SOURCE PASSAGE
§

Her father, David Spence, was elected first Town Clerk of the City of Adelaide.2 Her brother John Brodie Spence was a prominent banker and parliamentarian.
Journalism and literature
Spence had a talent for writing and an urge to be read, so it was natural that in her teens she became attracted to journalism. Through family connections, she began with short pieces and poetry published in The South Australian. She also worked as a governess for some of the leading families in Adelaide, at the rate of sixpence an hour.
Her first major work was the novel Clara Morison: A Tale of South Australia During the Gold Fever. She submitted it to, and it was rejected by, the same publishers who had initially rejected her first novel some years previously. It was published by J W Parker and Son in 1854. She received forty pounds for it, but was charged ten pounds for abridging it to fit in the publisher's standard format. Her second novel Tender and True was published in 1856, and to her delight went through a second and third printing, though she never received a penny more than the initial twenty pounds.
In 1888 she published A Week In the Future, a tour-tract of the utopia she imagined a century in the future might bring; it was one of the precursors of Edward Bellamy's 1889 Looking Backward.
Social work and issues
Although Spence rejected both of the two proposals of marriage she received during her life, and never married, she had a keen interest in family life and marriage - as applied to other people. Both her life's work and her writing were devoted to raising the awareness of, and improving the lot of, women and children. She successively raised three families of orphaned children - the first being those of her sister Mrs Ward.
She was one of the prime movers, with C. Emily Clark (sister of John Howard Clark), of the "Boarding-out Society". This organization had as its aim the placing of destitute children, who would otherwise be sent to "Industrial School", into approved families.2 At first treated with scorn by the South Australian Government, the scheme was encouraged when the institutions devoted to the handling of troublesome boys became overcrowded. These two were also appointed to the State Children's Council, which controlled the Magill Reformatory.3
Religion
Around 1850, having become disillusioned with some doctrines of the Church of Scotland, she began attending the Adelaide Unitarian Christian Church in Wakefield Street.4 She preached her first sermons there in 1878,1 (though she was not the first woman to preach there, that honour going to Martha Turner of Melbourne, sister of Gyles Turner)5 and filled in for the pastor Dr John Crawford Woods during his absences 1884–90.
Politics and "effective voting"

§

COLLECTED DATA
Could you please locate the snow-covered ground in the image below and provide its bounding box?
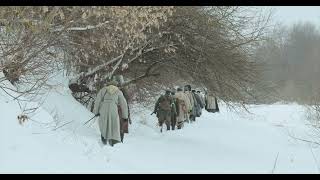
[0,72,320,173]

§

GIVEN REQUEST 1
Answer these questions from the Spence passage above, one per line:
(a) What rate was Spence paid when she worked as a governess?
(b) In what year was Tender and True published?
(c) Which church did she begin attending around 1850?
GIVEN REQUEST 2
Copy the Spence passage from "Her first major" to "1889 Looking Backward.", keeping every word as it appears.
GIVEN REQUEST 3
Give the titles of all the works by Spence that the Spence passage names.

WORKED SOLUTION 1
(a) Sixpence an hour.
(b) 1856.
(c) The Adelaide Unitarian Christian Church in Wakefield Street.

WORKED SOLUTION 2
Her first major work was the novel Clara Morison: A Tale of South Australia During the Gold Fever. She submitted it to, and it was rejected by, the same publishers who had initially rejected her first novel some years previously. It was published by J W Parker and Son in 1854. She received forty pounds for it, but was charged ten pounds for abridging it to fit in the publisher's standard format. Her second novel Tender and True was published in 1856, and to her delight went through a second and third printing, though she never received a penny more than the initial twenty pounds.
In 1888 she published A Week In the Future, a tour-tract of the utopia she imagined a century in the future might bring; it was one of the precursors of Edward Bellamy's 1889 Looking Backward.

WORKED SOLUTION 3
Clara Morison: A Tale of South Australia During the Gold Fever
Tender and True
A Week In the Future